DESCRIPTION OF THE TASK: Below are the records. Transcribe them exactly.

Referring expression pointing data
^^^^
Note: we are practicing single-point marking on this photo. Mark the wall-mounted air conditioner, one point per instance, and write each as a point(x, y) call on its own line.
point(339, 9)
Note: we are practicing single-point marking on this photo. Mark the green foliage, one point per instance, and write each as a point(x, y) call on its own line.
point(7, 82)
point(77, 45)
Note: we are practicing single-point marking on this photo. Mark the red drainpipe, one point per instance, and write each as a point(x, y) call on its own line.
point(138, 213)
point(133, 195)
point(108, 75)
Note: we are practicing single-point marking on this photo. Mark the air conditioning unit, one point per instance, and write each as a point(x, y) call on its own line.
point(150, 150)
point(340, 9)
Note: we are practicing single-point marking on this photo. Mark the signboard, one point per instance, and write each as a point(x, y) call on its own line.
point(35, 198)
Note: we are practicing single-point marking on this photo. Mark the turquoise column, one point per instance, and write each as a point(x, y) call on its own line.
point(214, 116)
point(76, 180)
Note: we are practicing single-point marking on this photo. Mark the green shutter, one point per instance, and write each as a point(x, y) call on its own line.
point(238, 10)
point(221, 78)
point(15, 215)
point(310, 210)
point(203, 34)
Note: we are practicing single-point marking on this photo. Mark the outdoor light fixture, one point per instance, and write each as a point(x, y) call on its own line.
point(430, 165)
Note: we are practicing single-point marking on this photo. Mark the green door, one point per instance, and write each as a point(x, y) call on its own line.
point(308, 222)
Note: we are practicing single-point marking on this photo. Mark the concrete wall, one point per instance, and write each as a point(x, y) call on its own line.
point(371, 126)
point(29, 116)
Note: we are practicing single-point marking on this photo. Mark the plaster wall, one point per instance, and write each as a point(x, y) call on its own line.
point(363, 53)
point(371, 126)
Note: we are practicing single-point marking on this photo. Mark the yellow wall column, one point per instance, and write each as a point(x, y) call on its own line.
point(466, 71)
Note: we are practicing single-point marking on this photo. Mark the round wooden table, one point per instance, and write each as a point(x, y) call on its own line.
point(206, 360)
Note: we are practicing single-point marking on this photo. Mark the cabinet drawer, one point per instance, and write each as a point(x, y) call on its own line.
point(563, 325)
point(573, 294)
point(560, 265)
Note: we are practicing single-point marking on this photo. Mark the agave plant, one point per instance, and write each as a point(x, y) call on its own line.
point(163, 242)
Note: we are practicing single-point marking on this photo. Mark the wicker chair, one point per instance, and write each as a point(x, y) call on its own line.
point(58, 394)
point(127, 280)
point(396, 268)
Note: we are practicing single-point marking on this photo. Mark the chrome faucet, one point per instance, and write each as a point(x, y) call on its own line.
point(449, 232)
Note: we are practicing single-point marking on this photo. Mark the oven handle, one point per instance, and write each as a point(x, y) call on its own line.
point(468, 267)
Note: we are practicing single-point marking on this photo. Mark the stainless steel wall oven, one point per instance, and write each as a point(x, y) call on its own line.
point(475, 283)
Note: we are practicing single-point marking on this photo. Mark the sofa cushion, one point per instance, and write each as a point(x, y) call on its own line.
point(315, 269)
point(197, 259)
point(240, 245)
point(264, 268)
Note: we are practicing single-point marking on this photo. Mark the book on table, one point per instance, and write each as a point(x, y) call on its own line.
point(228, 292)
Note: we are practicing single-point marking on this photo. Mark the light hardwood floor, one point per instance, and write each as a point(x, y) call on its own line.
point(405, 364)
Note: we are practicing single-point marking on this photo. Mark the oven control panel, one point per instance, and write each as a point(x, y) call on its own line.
^^^^
RESULT:
Note: we are practicing single-point marking on this photo. Mark the wall-mounted air conditioner, one point per instance, and write each as a point(x, y) call on its own line.
point(339, 9)
Note: we are practicing single-point marking on this photo. Mark the green foliage, one point per instance, and write each as a point(x, y) call on its own line.
point(7, 82)
point(77, 45)
Note: we are practicing single-point marking on this photo. Mark the red drainpipe, one point per instance, and write each as a point(x, y) call on its own line.
point(138, 213)
point(133, 195)
point(108, 75)
Note: we are practicing single-point marking on this photo. Mark the air conditioning unit, one point per instance, and write each as a point(x, y) call on its own line.
point(150, 150)
point(340, 9)
Note: we are practicing single-point marking on this photo. Mark the signboard, one point per instance, and write each as a point(x, y) call on its own line.
point(35, 198)
Note: we are practicing single-point marking on this photo. Mark the turquoise column, one point per instance, and write each as a point(x, y) call on its own line.
point(214, 116)
point(76, 180)
Note: we are practicing single-point marking on this photo. Mark the green shutter, one point per instance, and write each as a point(x, y) call on its own line.
point(238, 10)
point(221, 78)
point(15, 215)
point(310, 210)
point(203, 34)
Note: we are practicing single-point marking on this photo. Mark the outdoor light fixture, one point per instance, and write each as a point(x, y) call on its own line.
point(430, 165)
Note: we are practicing single-point marking on this photo. Mark the green door, one point per instance, and write each as a point(x, y) call on its own line.
point(308, 222)
Note: we are practicing single-point marking on this photo. Mark the concrete wall, one point per instance, and write each as a point(x, y) call on its own line.
point(371, 126)
point(29, 116)
Note: we are practicing single-point marking on this photo. Mark the plaster wall, one point per instance, and write each as a point(x, y) call on its own line.
point(363, 53)
point(371, 126)
Note: we are practicing single-point marking on this photo. Mark the yellow wall column, one point per instance, and write each as a point(x, y) call on its own line.
point(466, 71)
Note: we are practicing single-point marking on this photo. Mark the round wooden table, one point per instance, and write each as a point(x, y) call on its own line.
point(206, 360)
Note: we are practicing single-point marking on this photo. Mark the cabinet drawer, one point per instance, and write each as a point(x, y) call on its own line.
point(563, 325)
point(573, 294)
point(560, 265)
Note: we are practicing single-point marking on this photo. Mark the agave plant, one point per instance, and write each as a point(x, y) call on its own line.
point(163, 242)
Note: we are practicing single-point marking on this photo. Mark the wicker chair, one point per instance, and write each as a point(x, y) call on its own line.
point(58, 394)
point(127, 280)
point(396, 268)
Note: we are practicing single-point marking on this photo. Mark the chrome faucet, one point per instance, and write each as a point(x, y) call on its own line.
point(449, 232)
Note: we are practicing single-point marking on this photo. Mark the oven handle, one point per instance, and write each as a point(x, y) call on its own line.
point(468, 267)
Note: we are practicing single-point marking on this photo. Mark the stainless steel wall oven, one point per instance, and write each as a point(x, y) call on its own line.
point(475, 283)
Note: we are practicing single-point marking on this photo. Mark the sofa cushion, one point per instance, and write each as a point(x, y) call on its own line.
point(315, 269)
point(197, 259)
point(240, 245)
point(264, 268)
Note: we are practicing single-point marking on this photo. Mark the book on table, one point per instance, and write each as a point(x, y) call on its own line.
point(228, 292)
Note: we are practicing single-point marking on this photo. Mark the light hardwood floor, one point per instance, and write each as a point(x, y) call on its own line.
point(405, 364)
Note: we are practicing single-point marking on this photo. Mark the oven control panel, one point per instance, and write each as a point(x, y) call on its own line.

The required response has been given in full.